Stated exercise
The data must be written out once more, precisely as given.

#### Stored records ####

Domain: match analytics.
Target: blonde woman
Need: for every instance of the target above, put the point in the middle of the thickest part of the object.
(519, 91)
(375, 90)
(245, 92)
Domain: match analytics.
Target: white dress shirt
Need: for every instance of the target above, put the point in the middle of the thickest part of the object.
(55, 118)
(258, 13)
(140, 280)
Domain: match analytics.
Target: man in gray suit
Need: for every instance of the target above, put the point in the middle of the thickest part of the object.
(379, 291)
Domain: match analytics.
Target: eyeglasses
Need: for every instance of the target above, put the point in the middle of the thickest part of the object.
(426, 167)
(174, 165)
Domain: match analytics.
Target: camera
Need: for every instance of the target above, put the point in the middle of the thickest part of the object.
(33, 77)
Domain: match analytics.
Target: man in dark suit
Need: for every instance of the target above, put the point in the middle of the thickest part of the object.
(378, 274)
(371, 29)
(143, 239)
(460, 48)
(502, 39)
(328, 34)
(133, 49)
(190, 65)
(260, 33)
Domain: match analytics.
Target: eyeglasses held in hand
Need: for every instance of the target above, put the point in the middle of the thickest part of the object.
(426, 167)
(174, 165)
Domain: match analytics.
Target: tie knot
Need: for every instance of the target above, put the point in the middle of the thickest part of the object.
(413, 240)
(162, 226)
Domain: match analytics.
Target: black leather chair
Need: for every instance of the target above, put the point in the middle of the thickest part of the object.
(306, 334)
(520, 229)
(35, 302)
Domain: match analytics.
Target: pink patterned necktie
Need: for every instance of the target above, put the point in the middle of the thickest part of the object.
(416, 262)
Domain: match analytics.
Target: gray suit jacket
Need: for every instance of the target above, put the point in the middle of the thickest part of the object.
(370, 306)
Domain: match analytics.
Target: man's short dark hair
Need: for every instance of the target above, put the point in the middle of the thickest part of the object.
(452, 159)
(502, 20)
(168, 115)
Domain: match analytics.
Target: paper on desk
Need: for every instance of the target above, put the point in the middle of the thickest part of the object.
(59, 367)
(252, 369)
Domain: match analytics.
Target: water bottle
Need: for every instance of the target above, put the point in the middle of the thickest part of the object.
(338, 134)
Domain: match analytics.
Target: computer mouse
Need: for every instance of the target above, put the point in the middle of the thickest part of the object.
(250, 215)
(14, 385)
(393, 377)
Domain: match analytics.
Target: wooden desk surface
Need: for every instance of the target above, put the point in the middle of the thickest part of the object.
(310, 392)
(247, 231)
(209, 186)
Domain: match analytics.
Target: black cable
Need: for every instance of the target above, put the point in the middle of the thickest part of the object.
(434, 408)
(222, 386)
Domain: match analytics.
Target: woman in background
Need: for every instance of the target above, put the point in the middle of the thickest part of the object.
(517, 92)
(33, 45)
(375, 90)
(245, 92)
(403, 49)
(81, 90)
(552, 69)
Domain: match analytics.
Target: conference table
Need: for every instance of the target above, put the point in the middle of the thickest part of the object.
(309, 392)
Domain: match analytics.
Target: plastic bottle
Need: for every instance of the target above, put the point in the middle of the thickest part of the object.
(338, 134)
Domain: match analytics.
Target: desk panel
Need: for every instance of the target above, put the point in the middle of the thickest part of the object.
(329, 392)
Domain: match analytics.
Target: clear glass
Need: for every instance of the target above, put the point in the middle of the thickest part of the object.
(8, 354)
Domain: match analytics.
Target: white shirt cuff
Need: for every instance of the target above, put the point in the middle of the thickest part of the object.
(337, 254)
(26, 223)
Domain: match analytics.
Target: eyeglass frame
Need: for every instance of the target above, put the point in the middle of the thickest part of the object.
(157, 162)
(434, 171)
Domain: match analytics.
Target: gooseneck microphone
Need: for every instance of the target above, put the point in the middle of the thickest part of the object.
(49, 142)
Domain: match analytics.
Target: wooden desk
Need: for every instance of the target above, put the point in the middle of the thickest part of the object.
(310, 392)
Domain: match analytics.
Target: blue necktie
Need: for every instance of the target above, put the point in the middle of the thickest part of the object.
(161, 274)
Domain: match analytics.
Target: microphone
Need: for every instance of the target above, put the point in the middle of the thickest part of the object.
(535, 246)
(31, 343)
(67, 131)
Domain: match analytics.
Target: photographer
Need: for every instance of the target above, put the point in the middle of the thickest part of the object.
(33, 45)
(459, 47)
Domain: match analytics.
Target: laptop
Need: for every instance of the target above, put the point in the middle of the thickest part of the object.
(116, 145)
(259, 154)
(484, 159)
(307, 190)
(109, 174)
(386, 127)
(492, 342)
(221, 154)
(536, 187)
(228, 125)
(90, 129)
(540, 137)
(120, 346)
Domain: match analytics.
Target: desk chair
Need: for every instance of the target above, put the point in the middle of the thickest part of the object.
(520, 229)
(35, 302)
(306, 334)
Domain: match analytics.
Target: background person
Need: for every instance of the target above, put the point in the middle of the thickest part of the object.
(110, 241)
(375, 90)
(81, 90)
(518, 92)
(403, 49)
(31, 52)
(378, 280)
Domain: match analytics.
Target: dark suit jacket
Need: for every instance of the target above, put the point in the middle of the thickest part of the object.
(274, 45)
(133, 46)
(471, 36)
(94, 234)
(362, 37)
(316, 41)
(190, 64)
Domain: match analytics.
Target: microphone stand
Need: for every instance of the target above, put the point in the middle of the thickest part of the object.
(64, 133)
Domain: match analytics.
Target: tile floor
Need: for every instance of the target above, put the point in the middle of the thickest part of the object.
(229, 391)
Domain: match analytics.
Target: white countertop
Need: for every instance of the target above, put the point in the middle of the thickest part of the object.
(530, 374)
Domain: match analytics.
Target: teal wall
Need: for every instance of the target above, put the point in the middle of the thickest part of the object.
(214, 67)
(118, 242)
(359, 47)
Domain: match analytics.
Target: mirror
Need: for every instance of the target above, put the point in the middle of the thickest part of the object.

####

Response
Domain: match analytics.
Target: blonde woman
Need: for every instance of the target above, put the point in the middle of the thickest part of the object.
(519, 91)
(375, 90)
(245, 92)
Domain: match analytics.
Target: white dress shirt
Need: for every instance of the target above, put the point in the middle of the thickest part of the object.
(55, 118)
(258, 13)
(140, 280)
Domain: match analytics.
Target: man in gray suit
Need: for every instance of the target above, put the point in the middle of the thickest part of the object.
(379, 291)
Domain: match analytics.
Target: eyeglasses
Need: for every instance of the target above, put the point in the middle of the thickest part of the object.
(426, 167)
(174, 165)
Domain: match analytics.
Target: camera
Need: for every instance of the target above, put the point in the middle of the thickest part of the object.
(33, 77)
Domain: match analytics.
Target: man in dark suit
Need: for every instance of the target above, put the point in the middle of the thickest part of the object.
(378, 274)
(371, 29)
(143, 239)
(460, 48)
(502, 39)
(328, 34)
(133, 49)
(190, 65)
(260, 33)
Domain: match analytics.
Target: eyeglasses held in hand
Need: for every instance of the target above, put the point in the middle of the thickest part of the object.
(426, 167)
(174, 165)
Domain: match analytics.
Target: tie knot
Need: for every instance of the target above, put the point in the middle of the thickest part of the object.
(413, 240)
(162, 226)
Domain: match analytics.
Target: black leather chair
Need: for every instance of the target above, put the point in the middle of the thickest part of the object.
(306, 334)
(520, 229)
(35, 302)
Domain: match analytics.
Target: pink patterned necktie
Need: for every instance of the target above, put the point in the middle of the thickest part of the object.
(416, 262)
Domain: match analytics.
Target: gray suit jacket
Need: for every instance of the target above, put the point in the middle of the thickest part of the object.
(370, 306)
Domain: match analytics.
Target: man's short dark hair
Need: for every instance of the target above, put the point in the middle of the thickest part of the object.
(452, 159)
(502, 20)
(168, 115)
Domain: match analytics.
Target: paper on desk
Need: for every instance of the target above, put the point in the middle of the thickest part of the object.
(59, 367)
(252, 369)
Domain: match analytics.
Target: water bottle
Need: for every instance of the target above, put the point in the middle of the thickest part of the object.
(338, 134)
Domain: match analytics.
Target: computer mouse
Need: for every instance of the target above, put the point in the middle of the thickest part of the object.
(250, 215)
(14, 385)
(393, 377)
Domain: match analytics.
Target: wooden desk surface
Need: for every instance of the target above, put the point in the middle of the thickest part of the object.
(310, 392)
(247, 231)
(209, 186)
Domain: match analytics.
Target: black cable
Need: for every instance of the target above, put the point in the middle of the thickest part of the object.
(434, 408)
(222, 386)
Domain: match analytics.
Target: woman in background
Need: for every instance of the target above, put the point in the middle of the thickest part of the object.
(517, 92)
(33, 45)
(375, 90)
(245, 92)
(403, 49)
(81, 90)
(552, 69)
Domain: match analytics.
Target: conference table
Need: for every instance of the target above, put the point in the middle of the thickest part of the object.
(309, 392)
Domain: match analytics.
Target: plastic bottle
Need: for every instance of the target above, put the point in the middle of the thickest part of the object.
(338, 134)
Domain: match analytics.
Target: desk panel
Need: for every instance of the target above, put the point in the middle of the thickest part of the object.
(329, 392)
Domain: match analytics.
Target: clear glass
Need: for every instance of the target above, put the point in the middle of the thickest part of the object.
(8, 354)
Domain: match analytics.
Target: white shirt cuff
Need: for every instance of the target above, put the point in the middle of the thickest part of the object.
(337, 254)
(26, 223)
Domain: match analytics.
Target: eyeglass frame
Need: for every instance of the target above, put the point in the middle of the thickest part of the object.
(157, 162)
(434, 171)
Domain: match analytics.
Target: gooseneck microphone
Need: for every instance of the target above, put the point in the middle of the thickest part of the object.
(49, 142)
Domain: match analytics.
Target: wooden desk
Need: for every instance of the target above, put the point in the middle of the thickest part of the object.
(310, 392)
Domain: match analytics.
Target: blue necktie
Need: for every instance of the target above, put the point in the middle of the thickest part of the object.
(161, 274)
Domain: match analytics.
Target: microphone
Need: for every instance of the target above, put the point in the middle of the thickest part of the object.
(535, 246)
(31, 343)
(67, 131)
Domain: match analytics.
Target: photographer
Need: for every instance of the target above, put the point in the middle of the thickest part of the object.
(33, 45)
(459, 47)
Domain: match analytics.
Target: laptop
Need: for every instance of the target above, put the point in the middle of the thickest part of the object.
(116, 145)
(259, 154)
(484, 159)
(307, 190)
(109, 174)
(386, 127)
(492, 342)
(221, 154)
(536, 187)
(228, 125)
(90, 129)
(540, 137)
(120, 346)
Domain: match analytics.
Target: desk chair
Need: for every instance of the target above, put the point in the middle of the thickest part of the object.
(520, 229)
(35, 302)
(306, 334)
Domain: match analytics.
Target: background person
Need: for every instance of the target above, put the point in the middle of the thickest part of the object.
(110, 241)
(375, 90)
(81, 90)
(518, 92)
(403, 49)
(31, 52)
(378, 280)
Domain: match analytics.
Target: dark suit jacket
Need: for every instance of the target above, put the point in the middle of the thickest part of the object.
(274, 45)
(133, 46)
(471, 36)
(94, 234)
(362, 37)
(316, 41)
(190, 64)
Domain: match analytics.
Target: microphone stand
Need: for every instance of the target above, put the point in the middle of the thickest part of the object.
(64, 133)
Domain: match analytics.
Target: tile floor
Need: for every instance of the target above, put the point in the middle of the thickest part of the object.
(229, 391)
Domain: match analytics.
Target: white countertop
Need: for every instance of the target above, put the point in the middle of the thickest part of the object.
(530, 374)
Domain: match analytics.
Target: teal wall
Need: for every instance of the target above, put the point in the middle of the thickest part of the object.
(214, 67)
(118, 242)
(359, 47)
Domain: match analytics.
Target: mirror
Need: for every instance of the target above, put the point in the middle of the thickest part of the object.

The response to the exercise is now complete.